#### Détails de la tâche:
Reproduisez fidèlement le passage de l'extrait de texte ci-dessous qui va de « Puis vient le » à « et de projets. ».

#### Extrait de texte:
* * * *

Le film nous montre l’ascension, la grandeur et la chute d’une telle entreprise subversive sous la pression de deux pôles complémentaires.

Il y a d’un côté une magnifique Jean Simmons qui y croit quand même. Elle a trouvé le filon, en privilégiant l’amour et l’acceptation (good cop). Pour elle il n’est pas question de convaincre en faisant peur ; elle le proclame. L’affaire ronronne.

Puis vient le charlatan éblouissant en la personne de Burt Lancaster. Personne dans les sphères n’est vraiment dupe de ce personnage basique et fondamentalement jouisseur. Mais sur le terrain ce gaillard extraverti est tellement efficace, qu’on va faire taire les scrupules. Il tend à terroriser les foules en maniant savamment le diable et tout le tintouin (bad cop). Il fait rentrer l’argent et les conversions. Il introduit ses méthodes « commerciales », façon Yvan Le Bolloc’h dans Caméra Café. Il est plein d’audace et de projets.

* * * *

#### Données brutes:
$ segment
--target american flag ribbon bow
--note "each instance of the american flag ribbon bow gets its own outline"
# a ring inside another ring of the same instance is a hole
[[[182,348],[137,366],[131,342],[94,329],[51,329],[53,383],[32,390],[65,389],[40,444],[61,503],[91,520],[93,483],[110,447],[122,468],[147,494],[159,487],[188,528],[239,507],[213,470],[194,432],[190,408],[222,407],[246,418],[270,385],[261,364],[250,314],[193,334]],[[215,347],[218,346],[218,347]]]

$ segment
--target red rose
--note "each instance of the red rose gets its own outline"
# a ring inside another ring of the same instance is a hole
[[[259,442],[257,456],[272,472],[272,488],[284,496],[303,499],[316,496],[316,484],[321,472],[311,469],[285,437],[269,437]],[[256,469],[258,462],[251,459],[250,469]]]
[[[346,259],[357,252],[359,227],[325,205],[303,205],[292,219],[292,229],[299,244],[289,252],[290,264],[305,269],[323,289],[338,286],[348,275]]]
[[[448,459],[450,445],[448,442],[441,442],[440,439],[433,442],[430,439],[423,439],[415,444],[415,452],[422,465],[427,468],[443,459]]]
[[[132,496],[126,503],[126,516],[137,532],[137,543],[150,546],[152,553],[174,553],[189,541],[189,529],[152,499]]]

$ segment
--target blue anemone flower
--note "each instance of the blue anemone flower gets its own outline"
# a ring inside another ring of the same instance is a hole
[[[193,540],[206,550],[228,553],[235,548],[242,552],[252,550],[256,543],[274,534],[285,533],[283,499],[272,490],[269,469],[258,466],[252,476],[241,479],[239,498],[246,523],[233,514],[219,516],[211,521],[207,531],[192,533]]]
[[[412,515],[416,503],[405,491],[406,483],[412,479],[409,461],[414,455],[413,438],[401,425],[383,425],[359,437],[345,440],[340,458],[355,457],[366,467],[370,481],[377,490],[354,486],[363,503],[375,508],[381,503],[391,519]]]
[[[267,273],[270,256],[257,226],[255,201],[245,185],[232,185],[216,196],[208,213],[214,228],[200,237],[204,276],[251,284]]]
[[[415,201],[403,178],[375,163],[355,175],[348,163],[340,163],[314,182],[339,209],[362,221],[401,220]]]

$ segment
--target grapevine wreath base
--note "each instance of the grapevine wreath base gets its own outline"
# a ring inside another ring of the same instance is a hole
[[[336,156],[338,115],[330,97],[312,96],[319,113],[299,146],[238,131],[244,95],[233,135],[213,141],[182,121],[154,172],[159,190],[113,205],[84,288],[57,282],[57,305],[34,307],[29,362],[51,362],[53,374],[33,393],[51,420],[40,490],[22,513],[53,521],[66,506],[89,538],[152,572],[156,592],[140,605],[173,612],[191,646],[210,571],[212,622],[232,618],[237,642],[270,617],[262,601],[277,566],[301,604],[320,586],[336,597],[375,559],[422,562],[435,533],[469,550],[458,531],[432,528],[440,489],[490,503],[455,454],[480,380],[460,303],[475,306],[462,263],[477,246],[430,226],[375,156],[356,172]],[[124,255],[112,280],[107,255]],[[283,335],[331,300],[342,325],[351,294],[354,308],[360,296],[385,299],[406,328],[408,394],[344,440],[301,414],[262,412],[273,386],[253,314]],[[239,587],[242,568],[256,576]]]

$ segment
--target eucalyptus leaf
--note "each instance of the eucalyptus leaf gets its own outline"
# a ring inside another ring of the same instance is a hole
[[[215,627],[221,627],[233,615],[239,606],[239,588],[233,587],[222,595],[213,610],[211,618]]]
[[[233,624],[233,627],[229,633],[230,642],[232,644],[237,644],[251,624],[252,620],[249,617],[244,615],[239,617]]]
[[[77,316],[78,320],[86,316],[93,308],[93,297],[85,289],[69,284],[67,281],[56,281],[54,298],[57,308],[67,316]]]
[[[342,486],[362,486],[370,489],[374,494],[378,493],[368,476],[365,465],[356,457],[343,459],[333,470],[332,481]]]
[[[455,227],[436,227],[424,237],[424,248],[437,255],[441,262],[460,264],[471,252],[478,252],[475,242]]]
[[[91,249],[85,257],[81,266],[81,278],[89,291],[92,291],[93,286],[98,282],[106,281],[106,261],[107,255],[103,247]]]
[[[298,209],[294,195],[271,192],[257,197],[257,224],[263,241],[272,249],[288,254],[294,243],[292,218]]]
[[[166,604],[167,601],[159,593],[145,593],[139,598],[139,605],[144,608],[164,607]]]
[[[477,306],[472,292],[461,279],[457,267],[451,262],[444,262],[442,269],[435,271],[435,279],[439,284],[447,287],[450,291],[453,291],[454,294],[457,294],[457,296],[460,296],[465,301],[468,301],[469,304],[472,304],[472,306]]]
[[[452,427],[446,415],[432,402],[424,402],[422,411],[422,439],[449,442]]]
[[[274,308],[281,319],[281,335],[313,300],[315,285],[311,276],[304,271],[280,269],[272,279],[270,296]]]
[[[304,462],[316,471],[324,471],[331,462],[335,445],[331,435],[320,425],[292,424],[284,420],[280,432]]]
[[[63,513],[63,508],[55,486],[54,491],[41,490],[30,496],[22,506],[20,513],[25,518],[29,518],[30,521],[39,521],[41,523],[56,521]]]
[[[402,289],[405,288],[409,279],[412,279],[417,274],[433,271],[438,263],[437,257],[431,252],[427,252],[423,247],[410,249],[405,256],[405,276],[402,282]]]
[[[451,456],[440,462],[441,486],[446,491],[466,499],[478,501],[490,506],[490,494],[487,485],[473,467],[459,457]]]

* * * *

#### Solution de la tâche:
Puis vient le charlatan éblouissant en la personne de Burt Lancaster. Personne dans les sphères n’est vraiment dupe de ce personnage basique et fondamentalement jouisseur. Mais sur le terrain ce gaillard extraverti est tellement efficace, qu’on va faire taire les scrupules. Il tend à terroriser les foules en maniant savamment le diable et tout le tintouin (bad cop). Il fait rentrer l’argent et les conversions. Il introduit ses méthodes « commerciales », façon Yvan Le Bolloc’h dans Caméra Café. Il est plein d’audace et de projets.